▶ _EXERCISE DETAILS_: How do the lines read from the one holding "# record x then" through the last line of the listing? Set them down exactly, pictures omitted.

▶ _INFORMATION PROVIDED_:
+++

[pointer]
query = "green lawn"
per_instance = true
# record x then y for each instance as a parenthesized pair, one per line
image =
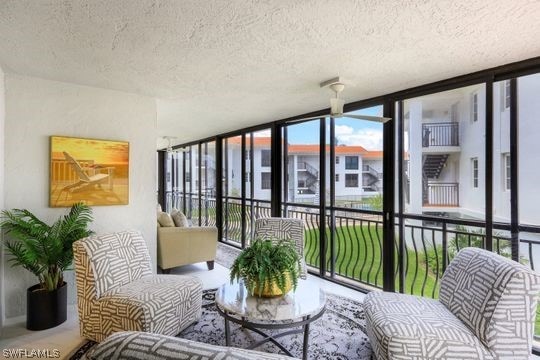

+++

▶ _OUTPUT FOR THIS TASK_:
# record x then y for each instance as a parenthesized pair, one per line
image =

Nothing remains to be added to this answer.